■ **GOAL**
Please write out the material below exactly as given.

■ **EXTRACTED DATA**
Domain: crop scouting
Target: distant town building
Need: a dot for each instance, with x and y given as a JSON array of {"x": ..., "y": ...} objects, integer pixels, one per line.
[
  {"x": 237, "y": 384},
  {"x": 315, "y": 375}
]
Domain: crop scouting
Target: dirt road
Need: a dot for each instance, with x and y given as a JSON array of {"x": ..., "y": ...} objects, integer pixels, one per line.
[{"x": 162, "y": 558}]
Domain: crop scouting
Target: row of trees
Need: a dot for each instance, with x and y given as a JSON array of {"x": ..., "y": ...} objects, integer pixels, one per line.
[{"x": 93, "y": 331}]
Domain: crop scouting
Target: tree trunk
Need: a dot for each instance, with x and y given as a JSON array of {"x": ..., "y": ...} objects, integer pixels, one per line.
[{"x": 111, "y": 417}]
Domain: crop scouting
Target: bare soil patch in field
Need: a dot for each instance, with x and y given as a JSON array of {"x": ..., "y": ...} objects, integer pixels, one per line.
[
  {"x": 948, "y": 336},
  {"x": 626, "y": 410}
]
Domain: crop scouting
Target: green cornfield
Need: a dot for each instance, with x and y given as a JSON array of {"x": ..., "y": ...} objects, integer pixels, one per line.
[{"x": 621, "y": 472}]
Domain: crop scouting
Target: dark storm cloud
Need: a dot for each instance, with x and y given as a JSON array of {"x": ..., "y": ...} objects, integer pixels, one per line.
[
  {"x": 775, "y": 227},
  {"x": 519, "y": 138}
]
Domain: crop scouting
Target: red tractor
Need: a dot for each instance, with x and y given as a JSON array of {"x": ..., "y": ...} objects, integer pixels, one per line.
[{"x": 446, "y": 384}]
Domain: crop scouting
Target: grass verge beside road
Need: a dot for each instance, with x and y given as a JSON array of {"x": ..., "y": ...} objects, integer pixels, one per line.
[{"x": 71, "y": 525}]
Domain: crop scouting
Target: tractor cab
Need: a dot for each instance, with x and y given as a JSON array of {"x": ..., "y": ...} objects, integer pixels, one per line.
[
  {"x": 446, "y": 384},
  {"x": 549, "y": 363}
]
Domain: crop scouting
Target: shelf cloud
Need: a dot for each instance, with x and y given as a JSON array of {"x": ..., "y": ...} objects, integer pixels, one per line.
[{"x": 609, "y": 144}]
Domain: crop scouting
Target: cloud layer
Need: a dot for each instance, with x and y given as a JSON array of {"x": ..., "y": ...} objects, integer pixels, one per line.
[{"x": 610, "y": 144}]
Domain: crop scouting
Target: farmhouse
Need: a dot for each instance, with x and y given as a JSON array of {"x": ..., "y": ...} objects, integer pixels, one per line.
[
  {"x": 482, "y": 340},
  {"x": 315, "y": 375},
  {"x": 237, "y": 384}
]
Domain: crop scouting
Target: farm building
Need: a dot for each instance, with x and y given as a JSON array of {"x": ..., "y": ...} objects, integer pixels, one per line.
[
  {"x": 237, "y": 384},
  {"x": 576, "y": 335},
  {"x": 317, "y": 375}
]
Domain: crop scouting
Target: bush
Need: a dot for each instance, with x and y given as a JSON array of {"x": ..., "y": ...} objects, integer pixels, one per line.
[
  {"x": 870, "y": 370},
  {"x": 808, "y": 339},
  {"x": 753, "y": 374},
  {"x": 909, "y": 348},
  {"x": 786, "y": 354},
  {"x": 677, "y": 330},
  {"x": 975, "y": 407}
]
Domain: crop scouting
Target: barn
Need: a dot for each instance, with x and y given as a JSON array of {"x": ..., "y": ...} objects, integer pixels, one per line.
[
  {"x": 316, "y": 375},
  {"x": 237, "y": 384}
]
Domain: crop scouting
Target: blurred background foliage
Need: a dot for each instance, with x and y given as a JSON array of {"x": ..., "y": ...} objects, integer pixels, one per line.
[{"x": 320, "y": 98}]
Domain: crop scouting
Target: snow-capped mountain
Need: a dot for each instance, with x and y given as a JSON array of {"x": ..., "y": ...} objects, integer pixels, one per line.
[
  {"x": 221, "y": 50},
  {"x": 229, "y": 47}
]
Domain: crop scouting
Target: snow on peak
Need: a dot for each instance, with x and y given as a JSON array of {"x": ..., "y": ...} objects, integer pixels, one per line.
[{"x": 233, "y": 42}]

■ **WORKED ANSWER**
Domain: crop scouting
Target: distant town building
Need: a dot for each instance, with x and y given as a JSON array of {"x": ..., "y": ...} objects, integer pixels, one per line.
[
  {"x": 237, "y": 384},
  {"x": 315, "y": 375}
]
Domain: crop scouting
Target: dirt road
Need: a dot for each instance, with x and y given as a JSON array of {"x": ..., "y": ...} objects, integer pixels, one per line.
[{"x": 162, "y": 558}]
Domain: crop scouting
Target: row of trees
Need: a dot for each instance, with x and y given as a JSON array of {"x": ..., "y": ...} objects, integer pixels, one per line.
[{"x": 93, "y": 331}]
Domain: crop scouting
Target: tree trunk
Need: a dot for each instance, with x and y given as a JSON array of {"x": ..., "y": ...} objects, integer pixels, one per line.
[{"x": 111, "y": 417}]
Domain: crop scouting
Target: bare soil patch in field
Need: a dot for each instance, with x and y given as a JSON array of {"x": ..., "y": ...} objects, integer pixels, one per line.
[
  {"x": 948, "y": 336},
  {"x": 626, "y": 410}
]
Domain: crop scouting
Target: green cornfield
Need: a dot for each instance, with x and y given as a JSON array of {"x": ..., "y": ...} objects, integer pixels, one per line.
[{"x": 621, "y": 472}]
Domain: crop scouting
Target: dark storm cloud
Need: a dot for each instance, with x and y given as a JSON array of {"x": ..., "y": ...} objects, integer pixels, one per line.
[
  {"x": 775, "y": 227},
  {"x": 519, "y": 138}
]
Domain: crop scouting
Target: red tractor
Need: a dot for each instance, with x and y given as a JSON array of {"x": ..., "y": ...} objects, integer pixels, one per line.
[{"x": 446, "y": 384}]
Domain: crop scouting
Target: grass verge beside road
Need: a dot for each instance, with x and y given as a JSON array of {"x": ..., "y": ...} objects, integer pixels, one per line.
[{"x": 71, "y": 525}]
Domain: crop scouting
Target: tractor cab
Need: a dot for each instance, with x and y given as a JSON array of {"x": ..., "y": ...} objects, integer pixels, one per line.
[
  {"x": 446, "y": 384},
  {"x": 549, "y": 363}
]
Domain: crop scouting
Target: shelf cloud
Need: a dot for each instance, with x and y given as a JSON array of {"x": ..., "y": ...} objects, integer pixels, one per line.
[{"x": 609, "y": 144}]
Domain: crop scouting
Target: cloud layer
Need: a dot for each instance, with x and y given as a JSON array of {"x": ..., "y": ...} objects, integer pixels, one per line.
[{"x": 610, "y": 144}]
Domain: crop scouting
Target: farmhouse
Need: a dot for each instance, with x and y given as a JSON array of {"x": ..., "y": ...} objects, integer pixels, one per line.
[
  {"x": 482, "y": 340},
  {"x": 315, "y": 375},
  {"x": 237, "y": 384}
]
Domain: crop scouting
Target: farm building
Need: a dot for each instance, with x and y given as a JSON array of {"x": ..., "y": ...} objects, integer pixels, one per line.
[
  {"x": 237, "y": 384},
  {"x": 576, "y": 335},
  {"x": 317, "y": 375}
]
Domain: crop scouting
Target: bush
Need: a dot for each instance, with x and y given as a JSON array of {"x": ..., "y": ...} objects, integer pixels, one per line.
[
  {"x": 870, "y": 370},
  {"x": 808, "y": 339},
  {"x": 753, "y": 374},
  {"x": 909, "y": 348},
  {"x": 786, "y": 354},
  {"x": 677, "y": 330},
  {"x": 975, "y": 407}
]
Domain: crop scouting
Target: barn
Need: a dot for each instance, with x and y given as a JSON array of {"x": ..., "y": ...} objects, integer pixels, one per line.
[
  {"x": 316, "y": 375},
  {"x": 237, "y": 384}
]
Domain: crop scouting
Target: blurred background foliage
Need: a dot for each instance, with x and y given as a JSON array of {"x": ..., "y": ...} objects, integer pixels, one per line.
[{"x": 320, "y": 98}]
Domain: crop scouting
Target: snow-capped mountain
Need: a dot for each instance, with x and y given as a JSON array of {"x": ..., "y": ...} objects, integer pixels, one per line.
[
  {"x": 221, "y": 50},
  {"x": 229, "y": 47}
]
Domain: crop scouting
Target: snow on peak
Need: a dot for each instance, with x and y given as a JSON array of {"x": ..., "y": ...} objects, integer pixels, one per line.
[{"x": 233, "y": 42}]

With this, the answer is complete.